However, none of this is in the public data dump. There are bits and pieces - suggested edits predate the new review system, and duplicate links can be obtained from PostHistory with a bit of trouble - but not enough for any serious analysis.

Therefore, I recommend the following information be added to the public data dumps and data explorer:

Close and reopen flags

As with close votes, this information should have userIDs and exact times stripped before being made public. Suggested schema:

Id
FlagTypeId (Recommend Close: 13, Close: 14, Reopen: 15)
PostId
CreationDate (date only - no exact time)
CloseReasonId (requires the CloseReasons table)
CloseAsOffTopicReasonId (requires the CloseAsOffTopicReasons table)
DuplicateOfQuestionId
BelongsOnBaseHostAddress
ResultDate   (this and ResultTypeId are only needed if deleted flags should be included)
ResultTypeId

The question of whether or not deleted votes/flags should be included is a big one here: IMHO, it's very useful for doing historical analysis... But right now it's explicitly not included. If you can think of a good reason not to make this information public, post it below.

Links

The PostLinks table is quite useful: it contains not only duplicate links, but also ad-hoc links and even related links (the two sidebar lists next to most questions). I would like to have all of this information made available, but if this isn't feasible for some reason then ad-hoc links and duplicate links would be the most useful. Suggested schema:

Id
CreationDate
PostId
RelatedPostId
LinkTypeId (there is no LinkTypes table, but maybe there should be one)
Rank

Since all of this information is already public, I don't foresee any privacy issues with publishing it in the dump.

Review tasks

This covers everything available under /review. Nothing in this table should really be private, but I would recommend excluding information on audits for space and simplicity's sake. Suggested schema:

Id
ReviewTaskTypeId (requires the ReviewTaskTypes table)
CreationDate
DeletionDate
ReviewTaskState (requires the ReviewTaskStates table)
PostId
SuggestedEditId (this table already exists in the public data)

Note that "deleted" review tasks are still publicly visible - DeletionDate is really just the data on which the task was either completed or invalidated.

Review task results

Recommended schema:

Id
ReviewTaskId
ReviewTaskResultTypeId (requires ReviewTaskResultTypes table)
CreationDate  (date only - no exact time)
RejectionReasonId (requires ReviewRejectionReasons table)
Comment (custom rejection reasons for suggested edits)
CompletedReviewTask (bit) (this doesn't actually exist internally, but I recommend calculating it for convenience - particularly if timestamps are omitted)

This is a tricky one... Most of this information is already public in some fashion, but making it easily accessible is another matter. In particular, First Post and Late Answer reviews can involve actions that are not made public: voting and flagging. Making it too easy to correlate a FP/LA review with specific events on a post could lead to trouble. Therefore, I recommend the following:

  1. As with votes, omit the ID of the user reviewing.
  2. As with votes, omit the exact time that the review took place
  3. Omit any detailed information on the actions that contributed to the review for First Posts and Late Answers reviews.
  4. Omit audit information (if it is left out of ReviewTasks)

I may be over-cautious here... For instance, it's possible that including #1 would be fine as long as #3 was omitted. Post your thoughts below.

SET PROBLEM A:
Decide whether each statement below agrees with the data dump proposal: (i) the PostLinks table holds related links as well as duplicate links; (ii) the proposal recommends keeping audit information in the review tasks table; (iii) a LinkTypes table already exists. Answer each with yes or no and quote the deciding words.
SET PROBLEM B:
List every table that the data dump proposal marks as required with the word "requires" in its suggested schemas.

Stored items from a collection
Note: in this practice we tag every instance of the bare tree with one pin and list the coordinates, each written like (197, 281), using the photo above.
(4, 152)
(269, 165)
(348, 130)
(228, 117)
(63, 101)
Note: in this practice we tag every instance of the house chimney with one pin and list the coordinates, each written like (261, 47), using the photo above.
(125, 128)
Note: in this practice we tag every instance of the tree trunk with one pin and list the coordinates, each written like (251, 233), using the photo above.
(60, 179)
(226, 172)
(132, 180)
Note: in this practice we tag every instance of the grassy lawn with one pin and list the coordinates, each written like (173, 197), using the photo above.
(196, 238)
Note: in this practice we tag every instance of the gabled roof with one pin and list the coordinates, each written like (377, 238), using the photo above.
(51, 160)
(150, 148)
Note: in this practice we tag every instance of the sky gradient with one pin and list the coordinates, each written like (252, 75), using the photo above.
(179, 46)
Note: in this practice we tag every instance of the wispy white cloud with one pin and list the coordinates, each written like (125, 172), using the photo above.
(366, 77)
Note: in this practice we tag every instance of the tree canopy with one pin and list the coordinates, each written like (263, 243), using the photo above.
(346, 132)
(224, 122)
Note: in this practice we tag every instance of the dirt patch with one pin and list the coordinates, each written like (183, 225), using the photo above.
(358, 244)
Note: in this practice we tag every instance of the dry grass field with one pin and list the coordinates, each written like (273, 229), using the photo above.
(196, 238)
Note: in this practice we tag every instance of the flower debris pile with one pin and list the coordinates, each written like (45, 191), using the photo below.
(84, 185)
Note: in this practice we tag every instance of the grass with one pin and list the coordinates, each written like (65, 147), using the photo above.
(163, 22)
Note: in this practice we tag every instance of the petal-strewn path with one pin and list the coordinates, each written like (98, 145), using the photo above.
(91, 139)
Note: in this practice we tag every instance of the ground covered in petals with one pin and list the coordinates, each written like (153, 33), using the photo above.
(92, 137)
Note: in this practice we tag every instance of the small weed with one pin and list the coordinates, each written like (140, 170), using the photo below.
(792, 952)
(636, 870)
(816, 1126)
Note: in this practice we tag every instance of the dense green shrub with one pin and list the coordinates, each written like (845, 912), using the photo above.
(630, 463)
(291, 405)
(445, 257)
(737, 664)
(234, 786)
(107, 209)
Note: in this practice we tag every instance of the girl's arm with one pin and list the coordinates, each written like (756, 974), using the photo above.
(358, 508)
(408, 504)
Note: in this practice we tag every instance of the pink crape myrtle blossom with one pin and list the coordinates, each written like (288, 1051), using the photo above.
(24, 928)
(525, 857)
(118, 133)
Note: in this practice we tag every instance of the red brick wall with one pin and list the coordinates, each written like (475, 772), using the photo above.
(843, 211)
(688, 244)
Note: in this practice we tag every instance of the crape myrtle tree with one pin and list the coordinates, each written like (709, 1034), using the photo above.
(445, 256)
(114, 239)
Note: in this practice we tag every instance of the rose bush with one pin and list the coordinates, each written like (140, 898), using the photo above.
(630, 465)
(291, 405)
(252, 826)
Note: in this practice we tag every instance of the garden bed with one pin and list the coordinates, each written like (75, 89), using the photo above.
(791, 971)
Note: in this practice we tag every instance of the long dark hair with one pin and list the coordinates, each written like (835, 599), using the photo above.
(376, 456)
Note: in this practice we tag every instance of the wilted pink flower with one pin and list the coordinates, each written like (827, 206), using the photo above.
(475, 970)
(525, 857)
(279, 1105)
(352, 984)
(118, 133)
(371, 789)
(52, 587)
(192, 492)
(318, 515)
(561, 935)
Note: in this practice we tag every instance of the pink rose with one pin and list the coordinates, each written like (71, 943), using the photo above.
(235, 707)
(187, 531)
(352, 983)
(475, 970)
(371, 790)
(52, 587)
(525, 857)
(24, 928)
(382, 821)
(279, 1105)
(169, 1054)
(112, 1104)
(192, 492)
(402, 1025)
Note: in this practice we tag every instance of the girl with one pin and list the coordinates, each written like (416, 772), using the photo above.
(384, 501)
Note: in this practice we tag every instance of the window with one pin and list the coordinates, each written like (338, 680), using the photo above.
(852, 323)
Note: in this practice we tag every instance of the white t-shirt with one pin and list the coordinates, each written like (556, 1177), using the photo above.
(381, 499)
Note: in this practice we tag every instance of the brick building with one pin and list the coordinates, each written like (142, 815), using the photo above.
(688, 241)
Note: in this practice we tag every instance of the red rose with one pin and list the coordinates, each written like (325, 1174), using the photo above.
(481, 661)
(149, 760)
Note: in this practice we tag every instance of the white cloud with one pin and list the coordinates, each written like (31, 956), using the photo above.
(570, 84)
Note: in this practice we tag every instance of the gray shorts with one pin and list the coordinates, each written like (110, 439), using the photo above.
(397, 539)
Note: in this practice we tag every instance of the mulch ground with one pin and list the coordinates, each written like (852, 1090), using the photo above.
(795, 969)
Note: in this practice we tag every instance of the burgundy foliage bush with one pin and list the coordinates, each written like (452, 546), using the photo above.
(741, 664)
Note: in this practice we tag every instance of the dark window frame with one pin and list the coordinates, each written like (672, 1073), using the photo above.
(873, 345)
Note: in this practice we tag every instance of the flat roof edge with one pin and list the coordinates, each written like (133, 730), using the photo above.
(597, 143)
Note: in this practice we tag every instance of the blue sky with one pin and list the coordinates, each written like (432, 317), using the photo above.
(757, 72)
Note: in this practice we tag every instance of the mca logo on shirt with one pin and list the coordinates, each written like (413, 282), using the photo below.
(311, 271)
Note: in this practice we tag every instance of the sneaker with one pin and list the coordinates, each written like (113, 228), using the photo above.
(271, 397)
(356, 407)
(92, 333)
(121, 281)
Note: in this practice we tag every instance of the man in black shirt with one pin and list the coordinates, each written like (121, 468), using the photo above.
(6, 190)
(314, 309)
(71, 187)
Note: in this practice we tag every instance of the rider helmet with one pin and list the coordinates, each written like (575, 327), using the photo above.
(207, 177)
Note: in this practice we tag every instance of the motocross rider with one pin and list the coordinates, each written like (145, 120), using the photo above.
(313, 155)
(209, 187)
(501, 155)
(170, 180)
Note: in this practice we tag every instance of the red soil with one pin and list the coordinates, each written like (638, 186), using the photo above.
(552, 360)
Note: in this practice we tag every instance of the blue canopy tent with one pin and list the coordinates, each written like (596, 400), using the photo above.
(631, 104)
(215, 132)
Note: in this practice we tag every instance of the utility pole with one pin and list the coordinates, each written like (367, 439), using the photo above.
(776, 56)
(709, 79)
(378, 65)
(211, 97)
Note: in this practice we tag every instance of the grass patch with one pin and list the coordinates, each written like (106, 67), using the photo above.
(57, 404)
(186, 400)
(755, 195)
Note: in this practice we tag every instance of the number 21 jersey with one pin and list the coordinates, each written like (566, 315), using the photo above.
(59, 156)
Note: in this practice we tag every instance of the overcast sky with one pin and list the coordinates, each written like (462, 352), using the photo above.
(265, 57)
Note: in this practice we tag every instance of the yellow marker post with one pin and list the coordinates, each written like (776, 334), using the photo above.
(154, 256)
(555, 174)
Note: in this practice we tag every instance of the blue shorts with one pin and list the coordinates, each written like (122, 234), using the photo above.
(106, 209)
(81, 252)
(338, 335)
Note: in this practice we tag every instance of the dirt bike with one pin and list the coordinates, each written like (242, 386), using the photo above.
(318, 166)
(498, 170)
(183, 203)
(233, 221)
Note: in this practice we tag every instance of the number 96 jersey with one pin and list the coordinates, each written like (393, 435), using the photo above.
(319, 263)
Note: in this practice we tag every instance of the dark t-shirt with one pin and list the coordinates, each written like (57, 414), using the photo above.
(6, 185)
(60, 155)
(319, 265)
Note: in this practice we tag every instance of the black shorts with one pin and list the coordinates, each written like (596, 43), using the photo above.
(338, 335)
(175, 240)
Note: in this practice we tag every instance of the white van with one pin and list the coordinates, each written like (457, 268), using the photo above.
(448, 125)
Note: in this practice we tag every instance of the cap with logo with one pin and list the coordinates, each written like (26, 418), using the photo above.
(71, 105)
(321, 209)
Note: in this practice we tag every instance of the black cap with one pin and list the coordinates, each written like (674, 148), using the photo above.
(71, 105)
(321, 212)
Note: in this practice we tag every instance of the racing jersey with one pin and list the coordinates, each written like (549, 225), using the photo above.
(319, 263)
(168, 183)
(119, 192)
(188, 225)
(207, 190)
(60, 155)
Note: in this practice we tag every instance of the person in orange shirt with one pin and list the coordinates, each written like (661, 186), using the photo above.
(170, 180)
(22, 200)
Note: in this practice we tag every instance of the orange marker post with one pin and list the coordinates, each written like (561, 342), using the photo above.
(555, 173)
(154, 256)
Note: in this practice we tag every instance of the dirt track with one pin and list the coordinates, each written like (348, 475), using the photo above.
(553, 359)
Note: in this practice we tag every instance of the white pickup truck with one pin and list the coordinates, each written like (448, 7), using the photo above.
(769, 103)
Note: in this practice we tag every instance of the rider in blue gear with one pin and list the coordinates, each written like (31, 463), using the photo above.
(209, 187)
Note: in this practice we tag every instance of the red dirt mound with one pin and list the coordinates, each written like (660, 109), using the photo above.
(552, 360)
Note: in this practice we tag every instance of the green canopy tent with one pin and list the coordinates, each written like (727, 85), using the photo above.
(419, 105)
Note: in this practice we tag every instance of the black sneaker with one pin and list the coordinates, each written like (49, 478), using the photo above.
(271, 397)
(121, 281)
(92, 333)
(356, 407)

WRITTEN REPLY A:
(i) Yes: "it contains not only duplicate links, but also ad-hoc links and even related links"
(ii) No: "I would recommend excluding information on audits for space and simplicity's sake"
(iii) No: "there is no LinkTypes table, but maybe there should be one"

WRITTEN REPLY B:
CloseReasons, CloseAsOffTopicReasons, ReviewTaskTypes, ReviewTaskStates, ReviewTaskResultTypes, ReviewRejectionReasons